Aufgabe:
Führe den Text über die Neugründung der Länder in der DDR im Anschluss an seinen letzten Satz weiter.

Textauszug:

+++++

Wie die Bundesrepublik ist die DDR ursprünglich aus den Ländern entstanden. Doch in fast der gesamten Zeit ihres Bestehens war sie ein zentral regierter Einheits-Staat, in dem sich von den Ländern nur einiges an landsmannschaftlichem Bewußtsein, regionaler Kultur und Folklore erhielten. Bei allen Differenzen, die es zwischen den verschiedenen Regionen in der DDR gegeben hat, müssen die Länder als staatlich-politische Einheiten deshalb faktisch doch neu gegründet werden. Sollen sie auf den fast verirrten Grundmauern der Nachkriegsländer errichtet werden? Oder gibt es Alternativen, die dem Ziel einer leistungsfähigen föderativen Struktur besser entsprächen?
Der naheliegendste Weg bestünde natürlich darin, die Bezirke, die an die Stelle der Länder getreten sind, wieder zu Ländern zu vereinigen. Denn tatsächlich sitzt diese Bezirksstruktur im großen und ganzen auf dem alten Länder-Gefüge auf. Die Bezirke haben in den früheren Ländern zumindest ihre Basis: Schwerin, Rostock und Neubrandenburg im Norden in Mecklenburg; Magdeburg und Halle in Sachsen-Anhalt; Potsdam, Frankfurt/Oder und Cottbus in Brandenburg; Erfurt, Gera und Suhl in Thüringen; Leipzig, Dresden und Karl-Marx-Stadt schließlich in Sachsen. Aber das gilt eben nur im ganz allgemeinen. In nicht unwesentlichen Teilen sind die jetzigen Bezirke auch von den früheren Ländergrenzen abgewichen. Vor allem dort entstehen nun Problemzonen.
Im Norden stellt sich die Frage, ob die Uckermark und die Westpriegnitz, die bei schlichter Verwandlung der Bezirke in Länder zu Mecklenburg gehören würden, wieder zurück ins Land Brandenburg fallen sollten. Im Süden geht es darum, ob die Kreise Altenburg und Schmölln, die jetzt zu dem mehrheitlich sächsischen Bezirk Leipzig gehören, wieder thüringisch werden müßten. Ähnliche Probleme stellen sich in der Lausitz, wo Teile des jetzigen Bezirks Cottbus nach Sachsen zurückgegliedert werden könnten, und zwischen den künftigen Ländern Sachsen-Anhalt und Brandenburg im Bereich von Bad Liebenwerda, Senftenberg, Brandenburg und Rathenow.

+++++

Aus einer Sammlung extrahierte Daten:
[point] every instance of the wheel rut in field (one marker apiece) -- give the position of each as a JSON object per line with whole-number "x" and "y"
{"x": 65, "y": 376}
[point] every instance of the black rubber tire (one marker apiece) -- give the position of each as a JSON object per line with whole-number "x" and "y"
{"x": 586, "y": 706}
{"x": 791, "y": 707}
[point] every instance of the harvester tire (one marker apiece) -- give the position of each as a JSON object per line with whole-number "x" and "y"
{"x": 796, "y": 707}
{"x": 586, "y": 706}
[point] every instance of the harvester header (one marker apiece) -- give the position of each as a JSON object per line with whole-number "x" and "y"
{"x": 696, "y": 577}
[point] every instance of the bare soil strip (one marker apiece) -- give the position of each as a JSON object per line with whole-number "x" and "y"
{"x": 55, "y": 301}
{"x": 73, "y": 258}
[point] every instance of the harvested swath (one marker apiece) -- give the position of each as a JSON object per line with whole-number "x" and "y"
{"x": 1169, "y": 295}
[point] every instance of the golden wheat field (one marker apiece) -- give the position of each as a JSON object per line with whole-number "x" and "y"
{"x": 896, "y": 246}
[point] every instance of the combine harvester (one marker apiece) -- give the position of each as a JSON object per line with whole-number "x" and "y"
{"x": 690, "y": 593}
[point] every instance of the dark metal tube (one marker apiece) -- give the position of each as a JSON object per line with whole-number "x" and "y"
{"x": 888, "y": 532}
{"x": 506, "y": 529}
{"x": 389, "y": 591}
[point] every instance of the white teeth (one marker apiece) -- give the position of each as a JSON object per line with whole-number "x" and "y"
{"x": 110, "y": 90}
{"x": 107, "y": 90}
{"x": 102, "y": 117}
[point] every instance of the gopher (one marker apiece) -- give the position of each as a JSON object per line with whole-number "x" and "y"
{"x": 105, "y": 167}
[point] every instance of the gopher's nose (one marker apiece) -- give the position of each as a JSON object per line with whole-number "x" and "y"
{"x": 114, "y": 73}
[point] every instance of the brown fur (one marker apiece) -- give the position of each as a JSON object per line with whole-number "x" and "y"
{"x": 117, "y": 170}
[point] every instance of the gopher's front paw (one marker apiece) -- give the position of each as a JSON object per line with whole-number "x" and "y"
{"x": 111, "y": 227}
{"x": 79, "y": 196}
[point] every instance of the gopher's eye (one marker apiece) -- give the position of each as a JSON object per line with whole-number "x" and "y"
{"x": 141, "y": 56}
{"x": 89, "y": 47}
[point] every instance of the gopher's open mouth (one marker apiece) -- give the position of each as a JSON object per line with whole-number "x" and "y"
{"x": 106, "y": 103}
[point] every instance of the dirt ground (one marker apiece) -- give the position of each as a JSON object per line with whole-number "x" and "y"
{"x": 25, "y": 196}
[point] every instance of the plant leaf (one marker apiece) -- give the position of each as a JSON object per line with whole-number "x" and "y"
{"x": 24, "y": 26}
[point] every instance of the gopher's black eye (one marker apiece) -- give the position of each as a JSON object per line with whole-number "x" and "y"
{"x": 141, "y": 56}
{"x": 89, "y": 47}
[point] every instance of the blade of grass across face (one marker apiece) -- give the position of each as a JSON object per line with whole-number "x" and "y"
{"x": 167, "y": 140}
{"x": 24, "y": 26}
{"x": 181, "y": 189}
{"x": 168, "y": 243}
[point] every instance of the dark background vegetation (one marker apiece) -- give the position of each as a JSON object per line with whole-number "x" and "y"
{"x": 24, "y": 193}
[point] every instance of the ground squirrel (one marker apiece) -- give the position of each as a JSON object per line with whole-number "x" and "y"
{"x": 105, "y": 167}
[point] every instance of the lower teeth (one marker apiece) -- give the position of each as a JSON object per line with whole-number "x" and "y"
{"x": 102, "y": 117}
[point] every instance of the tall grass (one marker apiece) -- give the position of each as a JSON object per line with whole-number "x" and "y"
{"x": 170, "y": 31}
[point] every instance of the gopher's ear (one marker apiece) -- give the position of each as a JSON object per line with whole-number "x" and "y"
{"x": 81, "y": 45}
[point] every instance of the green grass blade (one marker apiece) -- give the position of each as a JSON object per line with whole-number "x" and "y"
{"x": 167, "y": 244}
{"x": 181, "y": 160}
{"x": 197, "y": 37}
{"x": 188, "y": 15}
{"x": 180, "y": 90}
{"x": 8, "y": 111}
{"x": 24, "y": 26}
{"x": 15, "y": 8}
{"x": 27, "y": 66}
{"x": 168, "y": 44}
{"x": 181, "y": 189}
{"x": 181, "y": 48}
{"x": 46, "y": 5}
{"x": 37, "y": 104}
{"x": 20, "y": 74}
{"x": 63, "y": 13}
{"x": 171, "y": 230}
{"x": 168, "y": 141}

+++++

Lösung zur Aufgabe:
Für alle diese Gebiete hat die von der Regierung Modrow im vergangenen Jahr eingesetzte Kommission für die „Vorbereitung und Durchführung der Verwaltungsreform“ Bürgerentscheide vorgeschlagen. Aber in den Details der Neugliederung verstecken sich nicht nur sachlich-administrative Schwierigkeiten, sondern auch reizbare Gefühle und landsmannschaftliche Leidenschaften. Die Briefe, die dem für die örtlichen Staatsorgane in der Regierung Modrow zuständigen Minister Moreth zu diesem Thema zugegangen sind, zeigen das ebenso wie die Wünsche nach eigenen politisch-administrativen Strukturen, die in einzelnen Teilen der DDR laut geworden sind. So hat sich in Vorpommern, das nach der Abtrennung der Ost-Gebiete nach dem Kriege zu Mecklenburg geschlagen wurde, ein heftiges Sehnen nach Eigenständigkeit erhoben – ebenso wie in dem diesseits von Oder und Neiße gelegenen Teil Schlesiens, der heute zum sächsischen Bezirk Dresden gehört.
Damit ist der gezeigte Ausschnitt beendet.